Give a verbatim quotation of every record.

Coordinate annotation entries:
***
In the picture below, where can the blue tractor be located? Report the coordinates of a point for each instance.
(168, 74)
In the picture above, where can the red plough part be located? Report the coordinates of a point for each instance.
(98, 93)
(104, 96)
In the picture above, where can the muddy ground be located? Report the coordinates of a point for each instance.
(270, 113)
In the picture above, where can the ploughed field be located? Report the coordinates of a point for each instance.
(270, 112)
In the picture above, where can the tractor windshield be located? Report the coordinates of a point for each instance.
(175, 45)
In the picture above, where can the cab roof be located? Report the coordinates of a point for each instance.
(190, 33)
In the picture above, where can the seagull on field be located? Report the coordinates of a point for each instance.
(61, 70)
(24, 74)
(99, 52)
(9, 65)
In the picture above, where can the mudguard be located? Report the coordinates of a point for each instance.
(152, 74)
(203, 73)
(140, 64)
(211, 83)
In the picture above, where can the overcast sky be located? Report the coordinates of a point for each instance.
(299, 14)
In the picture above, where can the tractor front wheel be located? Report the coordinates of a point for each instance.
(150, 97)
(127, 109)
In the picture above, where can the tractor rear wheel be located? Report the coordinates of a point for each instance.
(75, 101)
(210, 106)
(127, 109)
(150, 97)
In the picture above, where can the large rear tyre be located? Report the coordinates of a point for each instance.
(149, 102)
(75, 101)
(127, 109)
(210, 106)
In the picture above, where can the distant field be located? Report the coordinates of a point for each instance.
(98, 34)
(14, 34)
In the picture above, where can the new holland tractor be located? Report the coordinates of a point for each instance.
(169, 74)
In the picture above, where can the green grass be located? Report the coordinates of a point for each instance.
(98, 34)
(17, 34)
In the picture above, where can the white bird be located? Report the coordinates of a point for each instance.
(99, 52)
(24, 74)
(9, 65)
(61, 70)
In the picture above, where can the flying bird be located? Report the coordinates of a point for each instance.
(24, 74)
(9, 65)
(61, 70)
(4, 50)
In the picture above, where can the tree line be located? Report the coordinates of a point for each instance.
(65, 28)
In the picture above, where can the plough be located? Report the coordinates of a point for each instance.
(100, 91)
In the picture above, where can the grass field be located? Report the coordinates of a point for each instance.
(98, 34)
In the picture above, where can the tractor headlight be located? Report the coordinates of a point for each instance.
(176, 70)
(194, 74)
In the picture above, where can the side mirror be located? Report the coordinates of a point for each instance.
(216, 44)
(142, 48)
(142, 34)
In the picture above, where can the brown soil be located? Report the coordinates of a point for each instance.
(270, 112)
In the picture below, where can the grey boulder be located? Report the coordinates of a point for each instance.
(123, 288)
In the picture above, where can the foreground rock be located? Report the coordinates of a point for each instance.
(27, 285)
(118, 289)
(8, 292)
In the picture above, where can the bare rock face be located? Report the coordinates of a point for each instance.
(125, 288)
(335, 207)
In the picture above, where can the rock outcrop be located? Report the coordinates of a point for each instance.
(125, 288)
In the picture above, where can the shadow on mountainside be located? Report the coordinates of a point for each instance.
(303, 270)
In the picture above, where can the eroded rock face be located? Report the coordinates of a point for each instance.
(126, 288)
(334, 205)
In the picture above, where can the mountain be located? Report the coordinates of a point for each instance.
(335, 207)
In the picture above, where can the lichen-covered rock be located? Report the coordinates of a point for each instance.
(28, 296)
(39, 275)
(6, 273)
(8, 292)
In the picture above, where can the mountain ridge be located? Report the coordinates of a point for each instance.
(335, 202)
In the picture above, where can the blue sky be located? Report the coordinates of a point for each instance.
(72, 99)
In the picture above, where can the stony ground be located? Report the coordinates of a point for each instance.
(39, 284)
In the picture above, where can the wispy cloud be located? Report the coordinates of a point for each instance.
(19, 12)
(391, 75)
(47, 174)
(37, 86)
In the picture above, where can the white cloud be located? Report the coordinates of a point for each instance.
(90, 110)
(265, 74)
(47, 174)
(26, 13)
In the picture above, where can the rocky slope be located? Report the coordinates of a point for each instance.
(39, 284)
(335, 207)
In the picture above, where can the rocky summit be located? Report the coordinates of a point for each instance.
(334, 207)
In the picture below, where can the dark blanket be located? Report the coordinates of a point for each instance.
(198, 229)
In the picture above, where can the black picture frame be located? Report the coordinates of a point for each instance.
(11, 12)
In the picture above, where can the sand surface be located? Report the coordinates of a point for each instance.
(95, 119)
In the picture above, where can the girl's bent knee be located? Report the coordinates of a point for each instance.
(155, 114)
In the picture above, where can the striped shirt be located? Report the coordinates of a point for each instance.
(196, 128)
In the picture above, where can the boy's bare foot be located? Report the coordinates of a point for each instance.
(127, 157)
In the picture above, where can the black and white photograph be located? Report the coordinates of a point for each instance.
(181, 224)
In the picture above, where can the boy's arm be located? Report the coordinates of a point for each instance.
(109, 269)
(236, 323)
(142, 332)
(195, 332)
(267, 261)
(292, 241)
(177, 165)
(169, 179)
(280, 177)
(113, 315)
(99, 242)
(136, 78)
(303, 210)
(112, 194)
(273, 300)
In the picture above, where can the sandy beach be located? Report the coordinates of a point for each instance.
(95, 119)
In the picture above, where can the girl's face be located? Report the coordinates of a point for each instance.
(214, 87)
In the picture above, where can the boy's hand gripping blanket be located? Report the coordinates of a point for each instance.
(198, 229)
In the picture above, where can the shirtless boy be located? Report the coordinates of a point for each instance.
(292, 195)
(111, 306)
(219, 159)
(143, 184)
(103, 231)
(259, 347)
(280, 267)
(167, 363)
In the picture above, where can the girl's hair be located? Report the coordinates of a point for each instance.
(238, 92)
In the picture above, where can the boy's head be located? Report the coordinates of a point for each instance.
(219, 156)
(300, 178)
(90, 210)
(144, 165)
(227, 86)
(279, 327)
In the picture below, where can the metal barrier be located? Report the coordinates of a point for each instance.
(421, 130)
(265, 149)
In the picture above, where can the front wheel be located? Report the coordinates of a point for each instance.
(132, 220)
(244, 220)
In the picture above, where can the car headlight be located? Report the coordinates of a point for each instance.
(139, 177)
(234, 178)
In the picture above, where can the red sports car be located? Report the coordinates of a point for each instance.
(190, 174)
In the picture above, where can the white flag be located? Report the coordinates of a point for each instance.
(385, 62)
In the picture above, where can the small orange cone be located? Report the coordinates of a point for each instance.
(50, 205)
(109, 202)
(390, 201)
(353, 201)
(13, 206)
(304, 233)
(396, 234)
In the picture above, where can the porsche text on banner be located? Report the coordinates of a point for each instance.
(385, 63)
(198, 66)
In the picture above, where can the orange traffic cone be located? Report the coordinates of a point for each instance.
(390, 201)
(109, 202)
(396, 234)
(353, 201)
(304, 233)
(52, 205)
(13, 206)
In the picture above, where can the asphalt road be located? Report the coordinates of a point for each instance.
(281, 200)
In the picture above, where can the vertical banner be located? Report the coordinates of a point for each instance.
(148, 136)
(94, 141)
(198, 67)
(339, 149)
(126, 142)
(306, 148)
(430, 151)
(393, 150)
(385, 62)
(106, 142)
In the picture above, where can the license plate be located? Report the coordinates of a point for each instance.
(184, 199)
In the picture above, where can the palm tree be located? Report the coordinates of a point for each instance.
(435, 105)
***
# Result for this task:
In the picture below, where can the blue tractor be located? Report the coordinates of a point for each instance.
(168, 74)
In the picture above, where can the red plough part be located? Report the coordinates of a point for each instance.
(98, 93)
(104, 96)
In the picture above, where can the muddy ground be located? Report the coordinates of a point for each instance.
(270, 113)
In the picture above, where can the ploughed field be located? Report the coordinates of a point for each instance.
(270, 112)
In the picture above, where can the tractor windshield be located? Report the coordinates of a point for each instance.
(175, 45)
In the picture above, where can the cab roof be located? Report the coordinates of a point for each instance.
(190, 33)
In the picture above, where can the seagull on field be located? Report the coordinates of a point for each instance.
(61, 70)
(24, 74)
(99, 52)
(9, 65)
In the picture above, where can the mudguard be located? Report the coordinates of a point for each instance.
(152, 74)
(203, 73)
(140, 64)
(211, 83)
In the picture above, where can the overcast sky be located? Report the coordinates of a point for each instance.
(299, 14)
In the picture above, where can the tractor front wheel be located? Report the coordinates of a point for each instance.
(150, 97)
(127, 109)
In the picture above, where can the tractor rear wheel be located? Report the coordinates of a point for each instance.
(75, 101)
(210, 106)
(127, 109)
(150, 97)
In the picture above, where can the large rear tyre be located? Report the coordinates of a point for each instance.
(149, 102)
(75, 101)
(127, 109)
(210, 106)
In the picture above, where can the distant field be located? Report the coordinates of a point for each instance.
(98, 34)
(14, 34)
In the picture above, where can the new holland tractor be located? Report the coordinates of a point for each instance.
(169, 74)
In the picture above, where can the green grass be located? Report the coordinates of a point for each instance.
(98, 34)
(17, 34)
In the picture above, where can the white bird be located? Report the coordinates of a point for each instance.
(99, 52)
(24, 74)
(9, 65)
(61, 70)
In the picture above, where can the flying bird be located? Report the coordinates of a point for each instance.
(24, 74)
(9, 65)
(61, 70)
(4, 50)
In the picture above, where can the tree line be located? Report the coordinates of a point for each instance.
(65, 28)
In the picture above, where can the plough be located? Report the coordinates of a point for each instance.
(100, 91)
In the picture above, where can the grass field be located? Report the coordinates of a point for each instance.
(98, 34)
In the picture above, where can the tractor headlight be located? Report the coordinates of a point for each instance.
(176, 70)
(194, 74)
In the picture above, where can the side mirror be located? Report the coordinates of a point for each instance.
(216, 44)
(142, 48)
(142, 34)
In the picture above, where can the brown soil be located? Report the coordinates of a point for each instance.
(270, 112)
In the picture below, where can the grey boulder be located? Report the coordinates of a point for each instance.
(123, 288)
In the picture above, where can the foreground rock be located? Report the coordinates of a point for each instance.
(27, 285)
(118, 289)
(8, 292)
In the picture above, where can the bare rock face be located? Report the coordinates of a point for each instance.
(125, 288)
(335, 207)
In the picture above, where can the rock outcrop be located? Report the coordinates of a point for each instance.
(125, 288)
In the picture above, where can the shadow on mountainside be located? Report the coordinates of a point for each instance.
(303, 270)
In the picture above, where can the eroded rock face be located? Report the coordinates of a point for each instance.
(126, 288)
(334, 205)
In the picture above, where can the mountain be located? Report the coordinates of a point for each instance.
(335, 207)
In the picture above, where can the lichen-covered rock be located? Report the coordinates of a point for each instance.
(28, 296)
(39, 275)
(6, 273)
(8, 292)
In the picture above, where can the mountain ridge be located? Report the coordinates of a point for each instance.
(335, 202)
In the picture above, where can the blue sky be located? Report the coordinates of a point for each instance.
(72, 99)
In the picture above, where can the stony ground be located? Report the coordinates of a point for each instance.
(39, 284)
In the picture above, where can the wispy cloud be located? Report the coordinates of a point for each instance.
(19, 12)
(391, 75)
(47, 174)
(37, 86)
In the picture above, where can the white cloud be located? Report the coordinates of a point for each instance.
(90, 110)
(265, 74)
(47, 174)
(26, 13)
In the picture above, where can the rocky slope be located? Report the coordinates of a point for each instance.
(39, 284)
(335, 207)
In the picture above, where can the rocky summit be located? Report the coordinates of a point for each instance.
(334, 207)
In the picture below, where can the dark blanket be located? Report the coordinates of a point for each instance.
(198, 229)
In the picture above, where can the black picture frame be located? Report the coordinates of a point for each instance.
(11, 12)
In the picture above, where can the sand surface be located? Report the coordinates of a point for each instance.
(95, 119)
In the picture above, where can the girl's bent knee be located? Report the coordinates of a point for each instance.
(155, 114)
In the picture above, where can the striped shirt be located? Report the coordinates of a point for each instance.
(196, 128)
In the picture above, where can the boy's bare foot be located? Report the coordinates of a point for each instance.
(127, 157)
In the picture above, where can the black and white photograph be located? Report the coordinates of a point for each instance.
(181, 224)
In the picture above, where can the boy's arm be located? Report the coordinates of a point for each instance.
(109, 269)
(236, 323)
(142, 332)
(195, 332)
(267, 261)
(292, 241)
(177, 165)
(169, 179)
(280, 177)
(113, 315)
(99, 242)
(136, 78)
(303, 210)
(112, 194)
(273, 300)
In the picture above, where can the sandy beach be located? Report the coordinates of a point for each instance.
(95, 119)
In the picture above, where can the girl's face be located? Report the coordinates of a point for each instance.
(214, 87)
In the picture above, where can the boy's hand gripping blanket be located? Report the coordinates of a point for each instance.
(198, 229)
In the picture above, where can the shirtless boy be located? Report the coordinates of a point for each instance.
(292, 195)
(111, 306)
(219, 159)
(143, 184)
(103, 231)
(259, 347)
(280, 267)
(167, 363)
In the picture above, where can the girl's hair be located? Report the coordinates of a point for each instance.
(238, 92)
In the picture above, where can the boy's head be located? Report the coordinates of a point for each instance.
(219, 156)
(300, 178)
(90, 210)
(144, 165)
(227, 86)
(279, 327)
In the picture below, where can the metal barrier be located? Report the coordinates of a point for each instance.
(421, 130)
(265, 149)
In the picture above, where can the front wheel be located? Report the coordinates of a point for each instance.
(132, 220)
(244, 220)
In the picture above, where can the car headlight be located? Report the coordinates of a point for each instance.
(139, 177)
(234, 178)
In the picture above, where can the red sports car be located? Report the coordinates of a point for each instance.
(190, 174)
In the picture above, where can the white flag be located? Report the coordinates of a point for each instance.
(385, 62)
In the picture above, where can the small orange cone be located? Report the coordinates of a point for each instance.
(50, 205)
(109, 202)
(390, 201)
(353, 201)
(13, 206)
(304, 233)
(396, 234)
In the picture above, where can the porsche text on banner be located? Report the coordinates of a point for each instance.
(385, 63)
(198, 66)
In the picture above, where can the orange traffic cone be located? Report the coordinates of a point for each instance.
(390, 201)
(109, 202)
(396, 234)
(353, 201)
(304, 233)
(52, 205)
(13, 206)
In the picture above, where can the asphalt road be located? Report the coordinates of a point for each instance.
(281, 200)
In the picture above, where can the vertical banner be located? Report the coordinates of a point for each instance.
(148, 136)
(94, 141)
(198, 67)
(339, 149)
(126, 142)
(306, 148)
(430, 151)
(393, 150)
(385, 62)
(106, 142)
In the picture above, where can the license plate be located? Report the coordinates of a point for each instance.
(184, 199)
In the picture above, where can the palm tree be located? Report the coordinates of a point for each instance.
(435, 105)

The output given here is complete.